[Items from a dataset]
BEGIN
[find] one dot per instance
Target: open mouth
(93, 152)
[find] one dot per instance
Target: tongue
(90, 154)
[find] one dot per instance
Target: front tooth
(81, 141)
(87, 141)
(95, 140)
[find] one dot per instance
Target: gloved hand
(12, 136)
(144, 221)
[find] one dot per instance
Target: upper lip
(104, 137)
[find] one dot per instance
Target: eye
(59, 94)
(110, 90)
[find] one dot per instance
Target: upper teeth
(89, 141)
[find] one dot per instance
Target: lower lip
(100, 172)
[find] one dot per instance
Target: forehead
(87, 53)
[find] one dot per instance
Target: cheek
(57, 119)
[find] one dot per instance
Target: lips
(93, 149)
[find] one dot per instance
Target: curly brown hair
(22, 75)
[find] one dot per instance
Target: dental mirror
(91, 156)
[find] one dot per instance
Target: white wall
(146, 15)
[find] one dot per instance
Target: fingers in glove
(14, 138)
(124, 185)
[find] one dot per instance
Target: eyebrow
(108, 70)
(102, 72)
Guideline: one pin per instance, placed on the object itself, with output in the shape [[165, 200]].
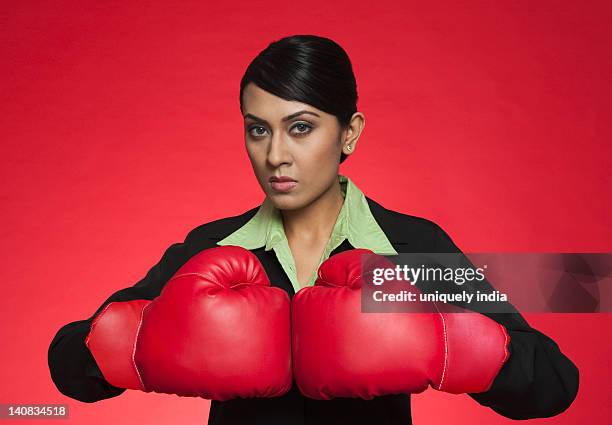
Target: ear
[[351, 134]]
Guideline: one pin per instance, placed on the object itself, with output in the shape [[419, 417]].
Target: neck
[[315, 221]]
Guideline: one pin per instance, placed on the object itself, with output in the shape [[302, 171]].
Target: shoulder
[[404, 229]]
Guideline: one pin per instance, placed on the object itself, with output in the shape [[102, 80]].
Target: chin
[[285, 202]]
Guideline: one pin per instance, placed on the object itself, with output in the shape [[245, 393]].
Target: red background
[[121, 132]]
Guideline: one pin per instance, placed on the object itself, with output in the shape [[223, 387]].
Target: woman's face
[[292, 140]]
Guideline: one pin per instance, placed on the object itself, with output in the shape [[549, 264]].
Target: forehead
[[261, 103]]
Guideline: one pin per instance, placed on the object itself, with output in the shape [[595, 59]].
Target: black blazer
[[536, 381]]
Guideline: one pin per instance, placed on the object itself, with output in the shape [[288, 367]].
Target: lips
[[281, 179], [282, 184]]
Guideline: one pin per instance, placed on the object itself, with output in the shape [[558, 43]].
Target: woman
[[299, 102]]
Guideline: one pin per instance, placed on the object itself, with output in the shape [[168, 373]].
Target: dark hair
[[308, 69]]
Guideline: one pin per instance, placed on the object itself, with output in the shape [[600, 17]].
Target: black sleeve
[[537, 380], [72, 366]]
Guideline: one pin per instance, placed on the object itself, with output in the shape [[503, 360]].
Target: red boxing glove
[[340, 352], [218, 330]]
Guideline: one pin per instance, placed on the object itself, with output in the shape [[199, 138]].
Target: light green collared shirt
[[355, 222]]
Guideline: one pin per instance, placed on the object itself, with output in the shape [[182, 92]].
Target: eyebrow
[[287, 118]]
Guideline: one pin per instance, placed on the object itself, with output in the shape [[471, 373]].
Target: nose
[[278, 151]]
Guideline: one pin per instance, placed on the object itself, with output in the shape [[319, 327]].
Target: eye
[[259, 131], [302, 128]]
END
BEGIN
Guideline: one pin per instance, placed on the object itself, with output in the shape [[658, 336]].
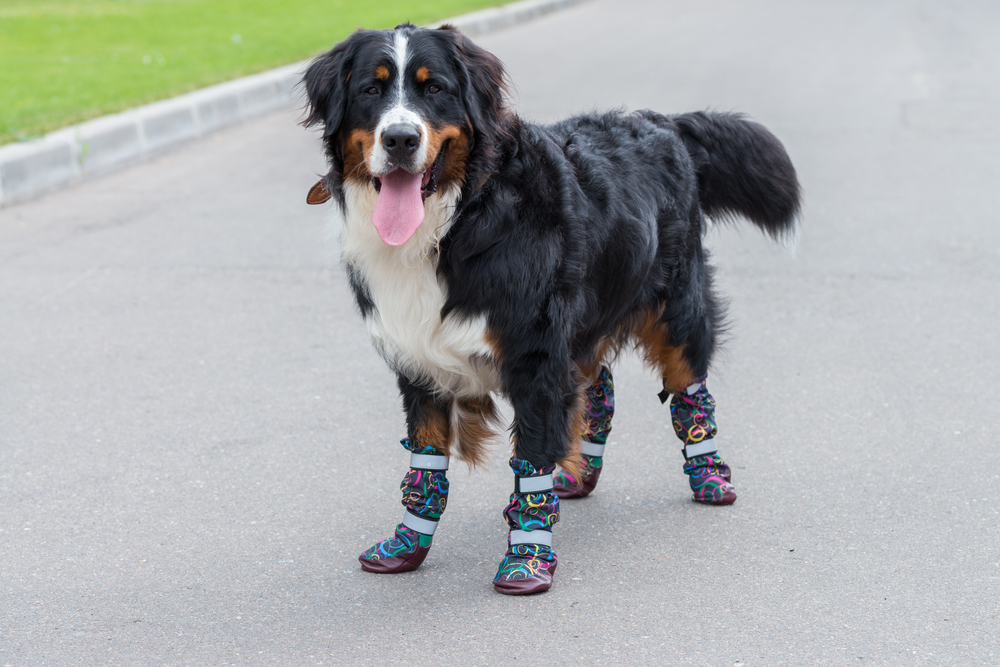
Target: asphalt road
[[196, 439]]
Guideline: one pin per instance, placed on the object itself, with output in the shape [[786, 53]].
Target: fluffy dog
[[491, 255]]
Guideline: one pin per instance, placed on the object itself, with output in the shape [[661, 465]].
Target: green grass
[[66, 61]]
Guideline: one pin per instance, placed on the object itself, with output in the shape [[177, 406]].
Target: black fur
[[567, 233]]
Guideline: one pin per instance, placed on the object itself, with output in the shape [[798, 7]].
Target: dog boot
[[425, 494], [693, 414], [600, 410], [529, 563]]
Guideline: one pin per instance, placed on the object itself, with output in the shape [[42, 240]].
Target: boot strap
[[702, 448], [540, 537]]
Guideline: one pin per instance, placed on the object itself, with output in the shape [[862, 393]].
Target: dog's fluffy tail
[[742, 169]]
END
## The task
Only the lines above from the line with "shape [[102, 80]]." to the line with "shape [[288, 367]].", those two lines included, should be reproduced exactly.

## Result
Guideline: one pin per instance, placed on the object itself, with output in the shape [[102, 80]].
Target: chin
[[285, 202]]
Guideline: one pin per instance, placed on the object itself, with output in the shape [[245, 393]].
Target: red background
[[121, 132]]
Guideline: one pin per instance, placed on the object itself, with output in the shape [[223, 387]].
Target: woman's face
[[292, 140]]
Guideline: one pin per instance, placed on the object itself, with output in the shape [[549, 264]].
Target: forehead
[[261, 103]]
Guideline: one pin per instance, placed on the object itself, with output in the shape [[595, 59]].
Target: black blazer
[[536, 381]]
Guideline: one pin per instance, placed on the object itself, with output in the shape [[288, 367]].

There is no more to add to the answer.